Task objective
Format the entries below as a JSON list of strings with one string per line, omitting blank lines. Include only the lines starting with the line that contains "Does the image above contain any wooden" and continuing through the line that contains "left=0, top=143, right=145, bottom=204".

Records excerpted from a collection:

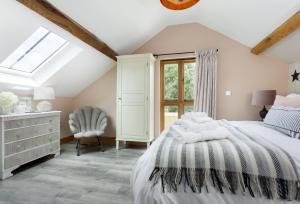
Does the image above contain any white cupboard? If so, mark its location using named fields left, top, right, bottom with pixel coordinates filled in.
left=116, top=54, right=155, bottom=149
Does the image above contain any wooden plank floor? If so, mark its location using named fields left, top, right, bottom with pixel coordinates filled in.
left=0, top=143, right=145, bottom=204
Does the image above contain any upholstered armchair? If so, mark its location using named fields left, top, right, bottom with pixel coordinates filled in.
left=69, top=106, right=107, bottom=156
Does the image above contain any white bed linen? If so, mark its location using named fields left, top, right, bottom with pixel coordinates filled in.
left=131, top=121, right=300, bottom=204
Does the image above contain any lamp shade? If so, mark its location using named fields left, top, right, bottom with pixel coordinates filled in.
left=33, top=87, right=55, bottom=101
left=251, top=90, right=276, bottom=106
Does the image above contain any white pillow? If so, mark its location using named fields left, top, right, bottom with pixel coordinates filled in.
left=274, top=95, right=300, bottom=108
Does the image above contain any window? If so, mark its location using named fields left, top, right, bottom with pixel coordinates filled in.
left=0, top=27, right=67, bottom=73
left=160, top=59, right=195, bottom=130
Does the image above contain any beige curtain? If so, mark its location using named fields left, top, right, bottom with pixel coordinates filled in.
left=194, top=49, right=218, bottom=119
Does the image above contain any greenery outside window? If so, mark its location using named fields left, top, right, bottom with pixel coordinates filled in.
left=160, top=58, right=195, bottom=131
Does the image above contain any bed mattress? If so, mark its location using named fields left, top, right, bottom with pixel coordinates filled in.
left=131, top=121, right=300, bottom=204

The result
[
  "Does the image above contain any wooden plank floor? If so, mark its location using named fields left, top, right, bottom with pixel coordinates filled in.",
  "left=0, top=143, right=145, bottom=204"
]